* [TASK BRIEF]:
An exact restatement of the data below, with the pictures removed, is the required answer.

* [EXCERPTED DATA]:
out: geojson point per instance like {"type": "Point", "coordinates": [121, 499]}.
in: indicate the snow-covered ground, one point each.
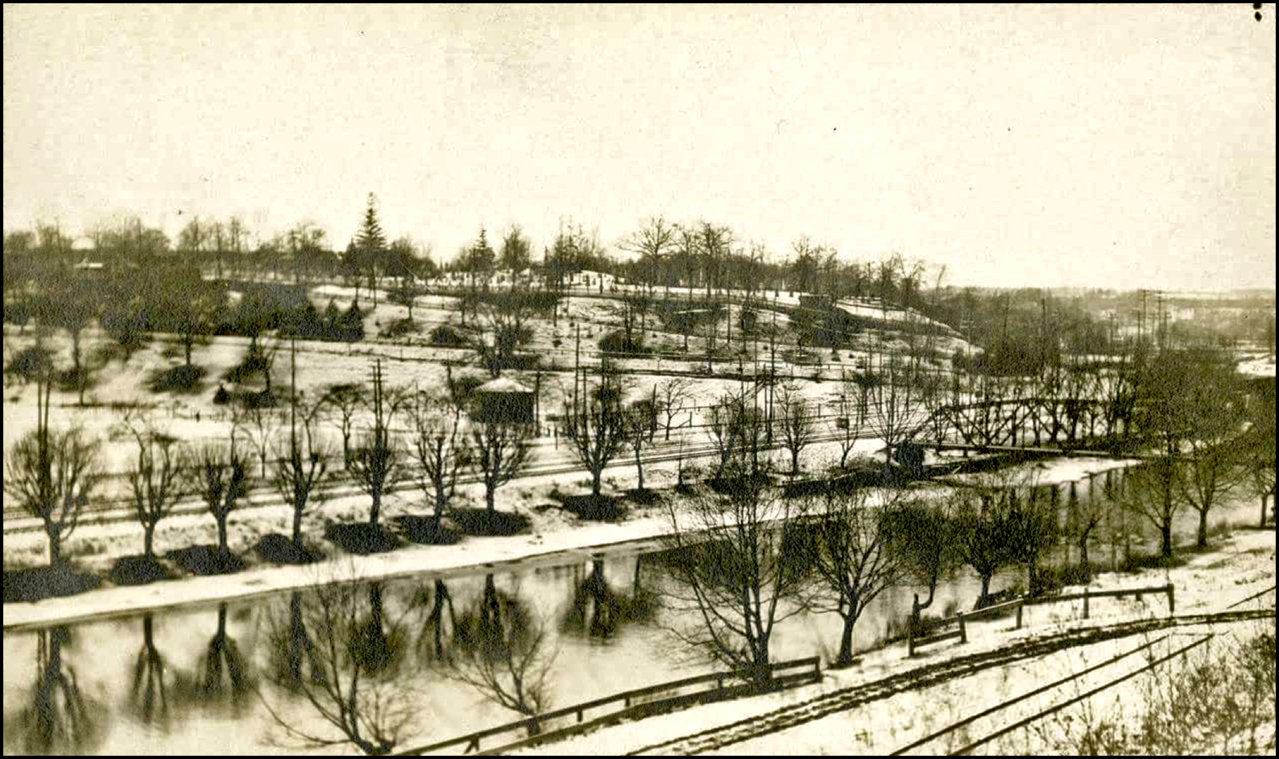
{"type": "Point", "coordinates": [1241, 566]}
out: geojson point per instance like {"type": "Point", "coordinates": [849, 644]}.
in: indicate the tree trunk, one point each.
{"type": "Point", "coordinates": [846, 643]}
{"type": "Point", "coordinates": [55, 545]}
{"type": "Point", "coordinates": [221, 535]}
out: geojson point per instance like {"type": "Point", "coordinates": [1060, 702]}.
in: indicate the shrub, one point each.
{"type": "Point", "coordinates": [28, 362]}
{"type": "Point", "coordinates": [178, 379]}
{"type": "Point", "coordinates": [399, 328]}
{"type": "Point", "coordinates": [448, 337]}
{"type": "Point", "coordinates": [617, 342]}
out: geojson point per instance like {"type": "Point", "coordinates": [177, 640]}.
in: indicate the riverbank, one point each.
{"type": "Point", "coordinates": [554, 533]}
{"type": "Point", "coordinates": [814, 719]}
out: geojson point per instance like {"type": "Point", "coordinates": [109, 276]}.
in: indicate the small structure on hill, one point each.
{"type": "Point", "coordinates": [504, 401]}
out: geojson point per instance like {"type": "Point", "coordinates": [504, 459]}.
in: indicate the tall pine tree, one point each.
{"type": "Point", "coordinates": [371, 245]}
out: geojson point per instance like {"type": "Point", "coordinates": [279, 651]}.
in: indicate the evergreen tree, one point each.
{"type": "Point", "coordinates": [371, 245]}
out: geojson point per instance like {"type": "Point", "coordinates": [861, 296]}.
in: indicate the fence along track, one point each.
{"type": "Point", "coordinates": [927, 676]}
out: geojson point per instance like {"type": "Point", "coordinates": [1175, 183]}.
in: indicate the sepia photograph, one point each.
{"type": "Point", "coordinates": [610, 379]}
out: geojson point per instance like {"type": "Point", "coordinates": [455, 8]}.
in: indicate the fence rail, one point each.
{"type": "Point", "coordinates": [807, 670]}
{"type": "Point", "coordinates": [961, 618]}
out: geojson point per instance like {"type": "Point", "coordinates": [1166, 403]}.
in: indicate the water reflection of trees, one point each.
{"type": "Point", "coordinates": [597, 611]}
{"type": "Point", "coordinates": [500, 649]}
{"type": "Point", "coordinates": [154, 681]}
{"type": "Point", "coordinates": [439, 626]}
{"type": "Point", "coordinates": [224, 676]}
{"type": "Point", "coordinates": [344, 662]}
{"type": "Point", "coordinates": [60, 717]}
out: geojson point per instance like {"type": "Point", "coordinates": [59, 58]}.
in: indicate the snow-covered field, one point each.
{"type": "Point", "coordinates": [1241, 566]}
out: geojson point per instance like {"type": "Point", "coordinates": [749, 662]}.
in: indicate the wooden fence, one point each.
{"type": "Point", "coordinates": [959, 620]}
{"type": "Point", "coordinates": [635, 703]}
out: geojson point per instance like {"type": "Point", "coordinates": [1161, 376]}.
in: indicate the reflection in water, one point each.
{"type": "Point", "coordinates": [152, 681]}
{"type": "Point", "coordinates": [436, 629]}
{"type": "Point", "coordinates": [330, 664]}
{"type": "Point", "coordinates": [340, 659]}
{"type": "Point", "coordinates": [59, 718]}
{"type": "Point", "coordinates": [292, 652]}
{"type": "Point", "coordinates": [375, 645]}
{"type": "Point", "coordinates": [500, 650]}
{"type": "Point", "coordinates": [597, 611]}
{"type": "Point", "coordinates": [228, 676]}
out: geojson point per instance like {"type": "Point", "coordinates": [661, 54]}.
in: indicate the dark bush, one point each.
{"type": "Point", "coordinates": [178, 379]}
{"type": "Point", "coordinates": [399, 328]}
{"type": "Point", "coordinates": [205, 559]}
{"type": "Point", "coordinates": [28, 362]}
{"type": "Point", "coordinates": [481, 521]}
{"type": "Point", "coordinates": [40, 583]}
{"type": "Point", "coordinates": [448, 337]}
{"type": "Point", "coordinates": [138, 570]}
{"type": "Point", "coordinates": [361, 538]}
{"type": "Point", "coordinates": [617, 342]}
{"type": "Point", "coordinates": [425, 530]}
{"type": "Point", "coordinates": [279, 549]}
{"type": "Point", "coordinates": [599, 508]}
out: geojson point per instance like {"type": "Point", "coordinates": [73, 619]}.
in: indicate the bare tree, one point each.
{"type": "Point", "coordinates": [596, 425]}
{"type": "Point", "coordinates": [154, 681]}
{"type": "Point", "coordinates": [736, 574]}
{"type": "Point", "coordinates": [641, 424]}
{"type": "Point", "coordinates": [672, 397]}
{"type": "Point", "coordinates": [51, 474]}
{"type": "Point", "coordinates": [260, 425]}
{"type": "Point", "coordinates": [351, 691]}
{"type": "Point", "coordinates": [1260, 446]}
{"type": "Point", "coordinates": [440, 444]}
{"type": "Point", "coordinates": [1213, 469]}
{"type": "Point", "coordinates": [985, 530]}
{"type": "Point", "coordinates": [499, 649]}
{"type": "Point", "coordinates": [159, 479]}
{"type": "Point", "coordinates": [853, 406]}
{"type": "Point", "coordinates": [348, 398]}
{"type": "Point", "coordinates": [376, 461]}
{"type": "Point", "coordinates": [924, 536]}
{"type": "Point", "coordinates": [503, 329]}
{"type": "Point", "coordinates": [301, 460]}
{"type": "Point", "coordinates": [224, 479]}
{"type": "Point", "coordinates": [500, 451]}
{"type": "Point", "coordinates": [853, 556]}
{"type": "Point", "coordinates": [798, 424]}
{"type": "Point", "coordinates": [893, 394]}
{"type": "Point", "coordinates": [59, 716]}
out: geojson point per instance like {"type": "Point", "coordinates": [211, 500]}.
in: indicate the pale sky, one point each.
{"type": "Point", "coordinates": [1022, 145]}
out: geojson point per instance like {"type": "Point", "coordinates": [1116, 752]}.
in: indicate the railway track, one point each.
{"type": "Point", "coordinates": [929, 676]}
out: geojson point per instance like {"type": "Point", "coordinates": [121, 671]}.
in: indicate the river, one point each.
{"type": "Point", "coordinates": [207, 681]}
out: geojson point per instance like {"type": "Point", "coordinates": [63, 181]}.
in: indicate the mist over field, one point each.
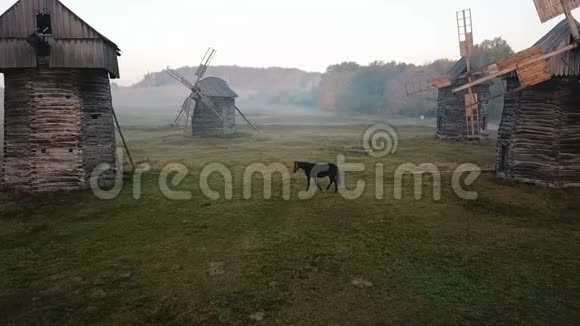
{"type": "Point", "coordinates": [155, 100]}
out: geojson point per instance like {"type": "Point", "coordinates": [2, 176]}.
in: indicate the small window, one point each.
{"type": "Point", "coordinates": [43, 24]}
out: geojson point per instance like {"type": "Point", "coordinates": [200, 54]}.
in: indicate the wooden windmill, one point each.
{"type": "Point", "coordinates": [465, 33]}
{"type": "Point", "coordinates": [538, 135]}
{"type": "Point", "coordinates": [458, 116]}
{"type": "Point", "coordinates": [531, 65]}
{"type": "Point", "coordinates": [211, 101]}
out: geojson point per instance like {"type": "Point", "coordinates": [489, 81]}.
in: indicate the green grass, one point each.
{"type": "Point", "coordinates": [510, 257]}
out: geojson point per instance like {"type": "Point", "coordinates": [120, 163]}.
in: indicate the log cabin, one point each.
{"type": "Point", "coordinates": [205, 122]}
{"type": "Point", "coordinates": [451, 113]}
{"type": "Point", "coordinates": [58, 119]}
{"type": "Point", "coordinates": [539, 135]}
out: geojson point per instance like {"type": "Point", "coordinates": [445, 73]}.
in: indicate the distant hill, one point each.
{"type": "Point", "coordinates": [242, 78]}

* [TASK OUTPUT]:
out: geojson point per instance like {"type": "Point", "coordinates": [121, 499]}.
in: indicate the snow-covered ground, one point each.
{"type": "Point", "coordinates": [1241, 566]}
out: geojson point per instance like {"type": "Point", "coordinates": [849, 644]}.
in: indicate the tree trunk, one point each.
{"type": "Point", "coordinates": [846, 643]}
{"type": "Point", "coordinates": [55, 545]}
{"type": "Point", "coordinates": [221, 535]}
out: geojson point per instance like {"type": "Point", "coordinates": [1060, 702]}.
in: indicate the shrub, one point each.
{"type": "Point", "coordinates": [28, 362]}
{"type": "Point", "coordinates": [178, 379]}
{"type": "Point", "coordinates": [399, 328]}
{"type": "Point", "coordinates": [448, 337]}
{"type": "Point", "coordinates": [617, 342]}
out: geojson point per instance like {"type": "Point", "coordinates": [177, 640]}.
in: indicate the riverbank, one point each.
{"type": "Point", "coordinates": [554, 533]}
{"type": "Point", "coordinates": [814, 719]}
out: geojson point per instance like {"type": "Point", "coordinates": [109, 276]}.
in: indicate the small structure on hill, one point each.
{"type": "Point", "coordinates": [504, 401]}
out: geojson point per instance like {"type": "Point", "coordinates": [504, 459]}.
in: indicate the tall pine tree, one point each.
{"type": "Point", "coordinates": [371, 245]}
out: geojson point per instance like {"type": "Point", "coordinates": [279, 651]}.
in: indicate the evergreen tree, one point each.
{"type": "Point", "coordinates": [371, 245]}
out: geojson point per instance like {"type": "Point", "coordinates": [861, 296]}.
in: indicate the fence along track, one point each.
{"type": "Point", "coordinates": [927, 676]}
out: geojson point per instance like {"type": "Point", "coordinates": [1175, 183]}.
in: indicate the sepia photograph, one point each.
{"type": "Point", "coordinates": [610, 379]}
out: geojson point per instance like {"type": "Point", "coordinates": [455, 8]}.
in: indicate the fence rail, one point each.
{"type": "Point", "coordinates": [807, 670]}
{"type": "Point", "coordinates": [961, 618]}
out: geojson point per instance like {"type": "Point", "coordinates": [1166, 403]}.
in: indicate the water reflection of trees, one point each.
{"type": "Point", "coordinates": [597, 611]}
{"type": "Point", "coordinates": [500, 649]}
{"type": "Point", "coordinates": [154, 681]}
{"type": "Point", "coordinates": [439, 626]}
{"type": "Point", "coordinates": [224, 676]}
{"type": "Point", "coordinates": [344, 662]}
{"type": "Point", "coordinates": [60, 717]}
out: geojson point per instance like {"type": "Point", "coordinates": [59, 58]}.
in: indicate the snow-covered field, one point each.
{"type": "Point", "coordinates": [1241, 566]}
out: geojson point per instance like {"type": "Point", "coordinates": [749, 662]}.
in: indicate the wooden fence, one point each.
{"type": "Point", "coordinates": [959, 620]}
{"type": "Point", "coordinates": [635, 703]}
out: geojson point per instance like {"type": "Point", "coordinates": [1161, 376]}.
in: indicate the reflection in water, one point each.
{"type": "Point", "coordinates": [152, 681]}
{"type": "Point", "coordinates": [436, 629]}
{"type": "Point", "coordinates": [330, 664]}
{"type": "Point", "coordinates": [340, 659]}
{"type": "Point", "coordinates": [59, 718]}
{"type": "Point", "coordinates": [292, 652]}
{"type": "Point", "coordinates": [375, 645]}
{"type": "Point", "coordinates": [500, 650]}
{"type": "Point", "coordinates": [597, 611]}
{"type": "Point", "coordinates": [228, 676]}
out: geojson point per instance like {"type": "Point", "coordinates": [661, 54]}.
in: indicate the dark bush, one point each.
{"type": "Point", "coordinates": [178, 379]}
{"type": "Point", "coordinates": [399, 328]}
{"type": "Point", "coordinates": [205, 559]}
{"type": "Point", "coordinates": [28, 362]}
{"type": "Point", "coordinates": [481, 521]}
{"type": "Point", "coordinates": [40, 583]}
{"type": "Point", "coordinates": [448, 337]}
{"type": "Point", "coordinates": [138, 570]}
{"type": "Point", "coordinates": [361, 538]}
{"type": "Point", "coordinates": [617, 342]}
{"type": "Point", "coordinates": [425, 530]}
{"type": "Point", "coordinates": [279, 549]}
{"type": "Point", "coordinates": [599, 508]}
out: geojson point per instance like {"type": "Point", "coordinates": [73, 619]}.
in: indicate the bare tree, one point each.
{"type": "Point", "coordinates": [596, 425]}
{"type": "Point", "coordinates": [154, 681]}
{"type": "Point", "coordinates": [736, 574]}
{"type": "Point", "coordinates": [641, 424]}
{"type": "Point", "coordinates": [672, 397]}
{"type": "Point", "coordinates": [51, 474]}
{"type": "Point", "coordinates": [260, 425]}
{"type": "Point", "coordinates": [351, 691]}
{"type": "Point", "coordinates": [1260, 446]}
{"type": "Point", "coordinates": [440, 444]}
{"type": "Point", "coordinates": [1213, 469]}
{"type": "Point", "coordinates": [985, 530]}
{"type": "Point", "coordinates": [499, 649]}
{"type": "Point", "coordinates": [159, 479]}
{"type": "Point", "coordinates": [853, 406]}
{"type": "Point", "coordinates": [348, 398]}
{"type": "Point", "coordinates": [376, 461]}
{"type": "Point", "coordinates": [924, 536]}
{"type": "Point", "coordinates": [503, 329]}
{"type": "Point", "coordinates": [301, 460]}
{"type": "Point", "coordinates": [224, 479]}
{"type": "Point", "coordinates": [500, 451]}
{"type": "Point", "coordinates": [853, 556]}
{"type": "Point", "coordinates": [798, 424]}
{"type": "Point", "coordinates": [893, 394]}
{"type": "Point", "coordinates": [59, 716]}
out: geojson point per instance like {"type": "Point", "coordinates": [211, 500]}.
in: indicate the pale sky, one point each.
{"type": "Point", "coordinates": [1022, 145]}
out: geojson point per instance like {"type": "Point", "coordinates": [1116, 752]}.
in: indicate the railway track, one point each.
{"type": "Point", "coordinates": [929, 676]}
out: geojson point per instance like {"type": "Point", "coordinates": [121, 671]}.
in: indicate the river, one point each.
{"type": "Point", "coordinates": [207, 681]}
out: geojson point per instance like {"type": "Point", "coordinates": [63, 181]}.
in: indicate the mist over field, one point each.
{"type": "Point", "coordinates": [155, 100]}
out: geojson point per instance like {"type": "Point", "coordinates": [2, 176]}.
in: indicate the small window, one point each.
{"type": "Point", "coordinates": [43, 24]}
out: geojson point per instance like {"type": "Point", "coordinates": [200, 54]}.
in: indicate the wooden windmill, one point each.
{"type": "Point", "coordinates": [465, 33]}
{"type": "Point", "coordinates": [538, 135]}
{"type": "Point", "coordinates": [458, 116]}
{"type": "Point", "coordinates": [531, 65]}
{"type": "Point", "coordinates": [211, 101]}
out: geojson point per instance like {"type": "Point", "coordinates": [489, 81]}.
in: indicate the green grass, one point each.
{"type": "Point", "coordinates": [510, 257]}
out: geojson point per instance like {"type": "Point", "coordinates": [120, 163]}.
in: indicate the log cabin, one point each.
{"type": "Point", "coordinates": [205, 122]}
{"type": "Point", "coordinates": [451, 113]}
{"type": "Point", "coordinates": [58, 119]}
{"type": "Point", "coordinates": [539, 135]}
out: geojson point per instance like {"type": "Point", "coordinates": [445, 73]}.
in: indicate the distant hill, one point each.
{"type": "Point", "coordinates": [242, 78]}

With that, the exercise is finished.